● **Exercise goal**
Repeat the lines beginning at the one with "identify the tall" and running to the end of the material, keeping the first and last of them, exactly as they appear.

● **Data shown**
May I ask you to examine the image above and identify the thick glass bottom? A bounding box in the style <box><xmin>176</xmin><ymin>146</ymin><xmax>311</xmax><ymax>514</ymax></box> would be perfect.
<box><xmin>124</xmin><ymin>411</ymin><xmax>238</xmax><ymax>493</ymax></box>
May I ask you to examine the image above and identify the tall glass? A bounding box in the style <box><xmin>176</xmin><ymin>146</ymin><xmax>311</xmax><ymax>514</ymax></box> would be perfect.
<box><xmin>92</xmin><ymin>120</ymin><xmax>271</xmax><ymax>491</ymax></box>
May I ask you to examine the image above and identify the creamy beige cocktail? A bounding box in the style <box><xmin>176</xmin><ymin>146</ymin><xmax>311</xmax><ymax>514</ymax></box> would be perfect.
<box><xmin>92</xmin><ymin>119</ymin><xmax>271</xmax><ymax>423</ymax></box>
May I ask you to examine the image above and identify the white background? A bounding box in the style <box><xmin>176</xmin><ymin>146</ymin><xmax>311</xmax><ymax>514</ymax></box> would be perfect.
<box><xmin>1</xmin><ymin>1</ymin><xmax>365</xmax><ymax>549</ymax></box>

● **Answer section**
May I ask you to examine the image above and identify the tall glass? A bounding box in the style <box><xmin>176</xmin><ymin>146</ymin><xmax>311</xmax><ymax>514</ymax></box> would be perfect.
<box><xmin>92</xmin><ymin>120</ymin><xmax>271</xmax><ymax>491</ymax></box>
May I ask you to examine the image above and identify the creamy beige cocktail? A bounding box in the style <box><xmin>176</xmin><ymin>146</ymin><xmax>311</xmax><ymax>514</ymax></box> would be perfect.
<box><xmin>92</xmin><ymin>119</ymin><xmax>271</xmax><ymax>423</ymax></box>
May I ask you to examine the image above and identify the white background? A bounding box in the style <box><xmin>176</xmin><ymin>146</ymin><xmax>311</xmax><ymax>514</ymax></box> would be perfect.
<box><xmin>1</xmin><ymin>1</ymin><xmax>365</xmax><ymax>549</ymax></box>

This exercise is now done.